Requirement. Reproduce, line for line and unchanged, the part of the records below that opens with the line containing "To accomplish the next task, I need to find the pegboard" and closes with the line containing "[109,245,1315,778]", including both of those lines. Give only those lines.

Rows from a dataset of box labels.
-.-.-

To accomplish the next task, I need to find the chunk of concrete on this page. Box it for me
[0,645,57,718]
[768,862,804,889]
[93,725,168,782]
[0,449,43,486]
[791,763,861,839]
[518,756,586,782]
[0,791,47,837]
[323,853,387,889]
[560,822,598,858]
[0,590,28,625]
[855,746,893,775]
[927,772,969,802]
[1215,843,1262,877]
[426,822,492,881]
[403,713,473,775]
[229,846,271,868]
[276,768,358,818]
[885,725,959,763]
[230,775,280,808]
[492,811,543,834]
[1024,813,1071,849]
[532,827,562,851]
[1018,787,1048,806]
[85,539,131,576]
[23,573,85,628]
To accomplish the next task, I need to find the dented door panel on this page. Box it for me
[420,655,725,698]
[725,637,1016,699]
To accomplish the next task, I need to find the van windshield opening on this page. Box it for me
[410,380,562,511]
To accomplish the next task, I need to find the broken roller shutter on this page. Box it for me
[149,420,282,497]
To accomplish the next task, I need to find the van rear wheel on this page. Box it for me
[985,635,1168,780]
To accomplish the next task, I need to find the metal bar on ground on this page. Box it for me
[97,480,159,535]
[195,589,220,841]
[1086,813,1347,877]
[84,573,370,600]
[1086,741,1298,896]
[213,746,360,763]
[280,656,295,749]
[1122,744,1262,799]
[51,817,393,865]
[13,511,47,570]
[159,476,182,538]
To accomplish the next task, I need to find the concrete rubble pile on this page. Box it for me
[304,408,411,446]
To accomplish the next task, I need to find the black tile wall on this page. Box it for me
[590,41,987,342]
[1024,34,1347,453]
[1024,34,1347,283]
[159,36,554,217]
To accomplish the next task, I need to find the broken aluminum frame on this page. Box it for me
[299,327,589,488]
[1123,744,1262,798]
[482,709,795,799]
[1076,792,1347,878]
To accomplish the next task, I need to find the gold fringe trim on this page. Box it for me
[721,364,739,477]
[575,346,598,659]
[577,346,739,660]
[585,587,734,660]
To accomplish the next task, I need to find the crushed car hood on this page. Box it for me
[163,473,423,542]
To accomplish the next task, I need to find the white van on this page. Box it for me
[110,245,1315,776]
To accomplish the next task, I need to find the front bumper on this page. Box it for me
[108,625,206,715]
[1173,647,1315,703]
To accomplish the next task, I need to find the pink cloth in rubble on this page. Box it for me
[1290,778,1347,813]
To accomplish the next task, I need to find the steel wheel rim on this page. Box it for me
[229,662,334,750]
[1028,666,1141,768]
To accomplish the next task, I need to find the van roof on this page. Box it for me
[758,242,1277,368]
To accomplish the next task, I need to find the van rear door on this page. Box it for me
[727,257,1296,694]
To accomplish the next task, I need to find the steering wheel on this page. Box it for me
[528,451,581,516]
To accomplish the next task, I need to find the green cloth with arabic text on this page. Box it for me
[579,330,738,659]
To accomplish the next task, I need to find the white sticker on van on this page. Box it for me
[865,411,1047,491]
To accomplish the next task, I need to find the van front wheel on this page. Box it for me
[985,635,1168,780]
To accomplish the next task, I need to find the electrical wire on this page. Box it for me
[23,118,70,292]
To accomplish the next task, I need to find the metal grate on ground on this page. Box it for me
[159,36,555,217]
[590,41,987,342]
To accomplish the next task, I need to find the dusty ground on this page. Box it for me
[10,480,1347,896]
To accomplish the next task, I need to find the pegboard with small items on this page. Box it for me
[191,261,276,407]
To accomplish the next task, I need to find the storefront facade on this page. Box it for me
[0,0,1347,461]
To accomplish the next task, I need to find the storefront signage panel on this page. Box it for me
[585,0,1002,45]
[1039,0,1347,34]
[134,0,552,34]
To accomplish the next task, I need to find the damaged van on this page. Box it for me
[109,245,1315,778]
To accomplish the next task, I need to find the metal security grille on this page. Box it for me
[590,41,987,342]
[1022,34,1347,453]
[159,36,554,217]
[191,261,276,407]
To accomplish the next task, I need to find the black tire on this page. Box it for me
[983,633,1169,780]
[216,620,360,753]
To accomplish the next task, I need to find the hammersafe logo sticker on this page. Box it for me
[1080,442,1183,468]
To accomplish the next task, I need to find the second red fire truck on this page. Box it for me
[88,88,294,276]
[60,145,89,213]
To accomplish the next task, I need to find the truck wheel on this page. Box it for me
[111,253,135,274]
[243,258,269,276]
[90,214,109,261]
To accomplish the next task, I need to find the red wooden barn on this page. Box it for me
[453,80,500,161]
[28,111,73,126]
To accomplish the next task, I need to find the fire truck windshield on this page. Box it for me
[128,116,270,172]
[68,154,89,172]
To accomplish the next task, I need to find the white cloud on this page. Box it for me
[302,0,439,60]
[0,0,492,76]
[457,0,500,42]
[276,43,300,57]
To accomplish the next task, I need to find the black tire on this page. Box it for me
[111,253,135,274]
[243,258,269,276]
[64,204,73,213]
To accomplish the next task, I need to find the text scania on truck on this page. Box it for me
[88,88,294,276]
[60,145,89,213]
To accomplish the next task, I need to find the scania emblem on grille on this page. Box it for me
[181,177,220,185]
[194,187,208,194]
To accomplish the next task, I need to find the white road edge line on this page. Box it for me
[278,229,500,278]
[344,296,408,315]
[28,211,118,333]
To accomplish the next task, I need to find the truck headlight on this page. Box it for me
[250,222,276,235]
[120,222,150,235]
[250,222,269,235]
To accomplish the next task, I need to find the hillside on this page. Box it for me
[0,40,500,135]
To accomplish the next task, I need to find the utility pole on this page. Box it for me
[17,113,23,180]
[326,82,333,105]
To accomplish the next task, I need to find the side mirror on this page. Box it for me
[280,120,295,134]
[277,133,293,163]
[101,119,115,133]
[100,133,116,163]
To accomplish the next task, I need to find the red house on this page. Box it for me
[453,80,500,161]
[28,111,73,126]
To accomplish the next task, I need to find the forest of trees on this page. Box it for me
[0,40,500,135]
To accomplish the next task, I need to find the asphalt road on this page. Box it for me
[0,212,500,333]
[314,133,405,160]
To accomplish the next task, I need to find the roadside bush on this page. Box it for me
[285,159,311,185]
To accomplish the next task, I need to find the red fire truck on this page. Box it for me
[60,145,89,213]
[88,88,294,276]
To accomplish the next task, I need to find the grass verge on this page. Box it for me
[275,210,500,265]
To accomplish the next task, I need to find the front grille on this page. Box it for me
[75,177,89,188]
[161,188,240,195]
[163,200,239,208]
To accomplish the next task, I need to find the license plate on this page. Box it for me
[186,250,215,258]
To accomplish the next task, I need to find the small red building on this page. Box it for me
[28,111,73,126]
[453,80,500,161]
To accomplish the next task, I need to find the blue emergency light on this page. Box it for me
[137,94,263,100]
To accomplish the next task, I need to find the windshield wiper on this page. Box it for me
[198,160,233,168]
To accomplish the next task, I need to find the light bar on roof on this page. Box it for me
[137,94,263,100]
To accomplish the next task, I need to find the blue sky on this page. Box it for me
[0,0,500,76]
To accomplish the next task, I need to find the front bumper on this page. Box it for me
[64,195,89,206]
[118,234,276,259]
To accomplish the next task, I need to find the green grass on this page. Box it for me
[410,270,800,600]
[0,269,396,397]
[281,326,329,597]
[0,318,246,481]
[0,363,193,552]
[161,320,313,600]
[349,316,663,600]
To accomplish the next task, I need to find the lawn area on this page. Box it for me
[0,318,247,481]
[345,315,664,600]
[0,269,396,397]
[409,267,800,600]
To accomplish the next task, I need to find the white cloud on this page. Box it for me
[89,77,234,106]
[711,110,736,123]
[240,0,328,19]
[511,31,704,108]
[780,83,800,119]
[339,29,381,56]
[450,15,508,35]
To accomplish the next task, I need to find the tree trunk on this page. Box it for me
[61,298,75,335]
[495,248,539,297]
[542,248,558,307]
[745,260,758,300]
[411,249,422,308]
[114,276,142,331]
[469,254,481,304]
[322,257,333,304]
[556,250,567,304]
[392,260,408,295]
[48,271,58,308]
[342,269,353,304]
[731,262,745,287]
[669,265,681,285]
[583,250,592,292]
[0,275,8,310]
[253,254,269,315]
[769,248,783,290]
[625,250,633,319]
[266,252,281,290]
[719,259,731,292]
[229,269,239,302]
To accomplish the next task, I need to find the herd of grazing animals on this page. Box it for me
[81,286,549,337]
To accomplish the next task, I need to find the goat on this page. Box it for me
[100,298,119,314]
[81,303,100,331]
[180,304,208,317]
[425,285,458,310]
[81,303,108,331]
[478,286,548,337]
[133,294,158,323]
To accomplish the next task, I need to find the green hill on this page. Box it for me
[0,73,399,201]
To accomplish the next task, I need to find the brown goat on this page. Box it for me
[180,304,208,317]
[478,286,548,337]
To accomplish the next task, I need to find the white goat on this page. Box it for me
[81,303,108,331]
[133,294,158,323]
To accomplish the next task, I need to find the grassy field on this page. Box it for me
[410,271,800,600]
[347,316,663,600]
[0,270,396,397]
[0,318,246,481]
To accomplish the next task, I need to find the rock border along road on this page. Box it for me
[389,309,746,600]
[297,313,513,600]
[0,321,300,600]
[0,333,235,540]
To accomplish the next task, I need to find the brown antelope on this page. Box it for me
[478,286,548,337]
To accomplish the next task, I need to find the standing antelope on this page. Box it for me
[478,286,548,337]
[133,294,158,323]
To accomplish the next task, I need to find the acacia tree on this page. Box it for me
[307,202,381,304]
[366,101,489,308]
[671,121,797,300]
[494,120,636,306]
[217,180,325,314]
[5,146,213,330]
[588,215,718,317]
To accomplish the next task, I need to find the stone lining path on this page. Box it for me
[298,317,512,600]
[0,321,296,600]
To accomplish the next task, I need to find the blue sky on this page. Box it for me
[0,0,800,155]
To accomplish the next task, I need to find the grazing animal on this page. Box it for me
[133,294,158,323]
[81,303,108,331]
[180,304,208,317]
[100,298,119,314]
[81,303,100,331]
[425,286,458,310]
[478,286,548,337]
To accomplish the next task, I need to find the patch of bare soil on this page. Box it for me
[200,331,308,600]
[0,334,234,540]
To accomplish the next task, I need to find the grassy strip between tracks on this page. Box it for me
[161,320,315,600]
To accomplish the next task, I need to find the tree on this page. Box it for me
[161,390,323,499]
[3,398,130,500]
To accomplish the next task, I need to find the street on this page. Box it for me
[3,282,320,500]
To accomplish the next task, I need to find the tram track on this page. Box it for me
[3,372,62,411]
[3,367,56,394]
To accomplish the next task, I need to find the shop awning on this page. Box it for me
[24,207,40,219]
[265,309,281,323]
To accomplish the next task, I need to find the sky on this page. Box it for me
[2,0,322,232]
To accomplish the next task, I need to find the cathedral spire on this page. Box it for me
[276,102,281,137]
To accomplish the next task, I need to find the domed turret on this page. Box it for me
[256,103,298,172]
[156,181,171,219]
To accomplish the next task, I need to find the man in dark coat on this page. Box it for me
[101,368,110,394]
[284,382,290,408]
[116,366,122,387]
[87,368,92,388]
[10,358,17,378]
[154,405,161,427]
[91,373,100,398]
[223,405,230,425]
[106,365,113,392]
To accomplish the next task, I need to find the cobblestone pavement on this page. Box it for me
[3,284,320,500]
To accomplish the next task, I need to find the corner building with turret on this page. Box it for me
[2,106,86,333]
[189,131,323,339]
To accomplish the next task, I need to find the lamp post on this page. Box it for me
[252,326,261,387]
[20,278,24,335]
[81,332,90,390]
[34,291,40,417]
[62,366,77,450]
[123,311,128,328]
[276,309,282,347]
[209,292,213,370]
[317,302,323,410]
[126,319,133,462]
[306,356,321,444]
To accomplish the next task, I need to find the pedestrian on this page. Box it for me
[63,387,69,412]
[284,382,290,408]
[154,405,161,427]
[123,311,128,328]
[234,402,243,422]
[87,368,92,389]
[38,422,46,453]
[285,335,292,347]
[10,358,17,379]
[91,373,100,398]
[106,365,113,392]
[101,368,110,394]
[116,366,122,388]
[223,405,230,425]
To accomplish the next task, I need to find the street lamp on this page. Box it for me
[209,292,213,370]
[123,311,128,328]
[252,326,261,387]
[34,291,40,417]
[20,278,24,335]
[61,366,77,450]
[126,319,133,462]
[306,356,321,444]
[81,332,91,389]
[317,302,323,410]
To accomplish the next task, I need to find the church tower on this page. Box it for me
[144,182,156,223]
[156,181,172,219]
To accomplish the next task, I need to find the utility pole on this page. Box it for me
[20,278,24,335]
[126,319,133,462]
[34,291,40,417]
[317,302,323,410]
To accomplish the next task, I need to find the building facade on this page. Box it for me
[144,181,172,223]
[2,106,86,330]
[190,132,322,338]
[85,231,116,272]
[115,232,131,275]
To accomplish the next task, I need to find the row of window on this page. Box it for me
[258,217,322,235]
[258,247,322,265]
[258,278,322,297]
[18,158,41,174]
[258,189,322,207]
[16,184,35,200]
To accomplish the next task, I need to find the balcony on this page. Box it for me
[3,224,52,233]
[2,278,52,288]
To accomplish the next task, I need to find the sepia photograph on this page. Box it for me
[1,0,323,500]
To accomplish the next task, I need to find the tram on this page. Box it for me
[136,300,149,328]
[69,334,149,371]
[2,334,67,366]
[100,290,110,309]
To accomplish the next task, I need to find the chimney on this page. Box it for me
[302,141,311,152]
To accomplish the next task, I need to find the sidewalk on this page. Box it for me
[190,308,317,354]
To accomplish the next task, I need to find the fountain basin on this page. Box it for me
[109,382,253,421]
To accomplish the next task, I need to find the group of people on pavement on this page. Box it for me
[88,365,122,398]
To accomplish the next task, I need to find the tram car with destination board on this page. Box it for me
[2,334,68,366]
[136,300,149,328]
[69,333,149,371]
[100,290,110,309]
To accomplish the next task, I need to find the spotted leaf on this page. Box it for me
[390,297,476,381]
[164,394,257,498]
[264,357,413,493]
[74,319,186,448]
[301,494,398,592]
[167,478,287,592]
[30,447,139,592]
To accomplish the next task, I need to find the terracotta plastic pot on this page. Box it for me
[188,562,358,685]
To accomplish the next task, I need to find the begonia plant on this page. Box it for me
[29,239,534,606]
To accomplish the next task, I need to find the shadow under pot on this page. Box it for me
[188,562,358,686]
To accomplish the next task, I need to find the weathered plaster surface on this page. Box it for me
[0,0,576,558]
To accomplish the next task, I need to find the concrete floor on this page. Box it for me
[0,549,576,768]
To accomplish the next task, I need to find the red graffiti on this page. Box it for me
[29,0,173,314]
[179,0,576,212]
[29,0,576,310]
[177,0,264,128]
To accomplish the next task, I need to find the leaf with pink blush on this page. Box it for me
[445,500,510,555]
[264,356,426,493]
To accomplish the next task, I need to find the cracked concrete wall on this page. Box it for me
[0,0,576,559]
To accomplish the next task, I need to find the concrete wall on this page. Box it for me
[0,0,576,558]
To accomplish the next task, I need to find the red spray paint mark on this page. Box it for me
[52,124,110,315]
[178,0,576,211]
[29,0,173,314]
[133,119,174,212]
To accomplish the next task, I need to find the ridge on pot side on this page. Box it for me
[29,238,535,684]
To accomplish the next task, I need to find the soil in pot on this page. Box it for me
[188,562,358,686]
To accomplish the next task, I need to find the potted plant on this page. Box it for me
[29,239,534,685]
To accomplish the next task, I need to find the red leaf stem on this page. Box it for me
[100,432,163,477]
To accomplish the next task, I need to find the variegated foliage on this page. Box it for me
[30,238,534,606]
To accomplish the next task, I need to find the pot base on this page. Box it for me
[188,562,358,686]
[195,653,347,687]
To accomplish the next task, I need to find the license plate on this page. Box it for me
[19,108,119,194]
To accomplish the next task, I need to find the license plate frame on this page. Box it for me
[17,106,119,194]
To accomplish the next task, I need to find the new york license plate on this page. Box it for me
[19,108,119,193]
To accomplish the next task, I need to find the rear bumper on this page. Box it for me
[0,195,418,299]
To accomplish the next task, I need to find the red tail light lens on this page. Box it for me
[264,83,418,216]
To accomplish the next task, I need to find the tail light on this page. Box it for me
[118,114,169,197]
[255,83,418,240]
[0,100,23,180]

-.-.-

Exercise response.
To accomplish the next task, I need to find the pegboard with small items on this page. Box it for me
[191,261,276,407]
To accomplish the next task, I need to find the storefront facade on this page. Box it for me
[0,0,1347,461]
To accomplish the next task, I need to find the storefront signage panel on this page. Box it for me
[585,0,1002,45]
[1039,0,1347,34]
[134,0,552,34]
To accomplish the next task, I need to find the damaged van on this page. Box it for me
[109,245,1315,778]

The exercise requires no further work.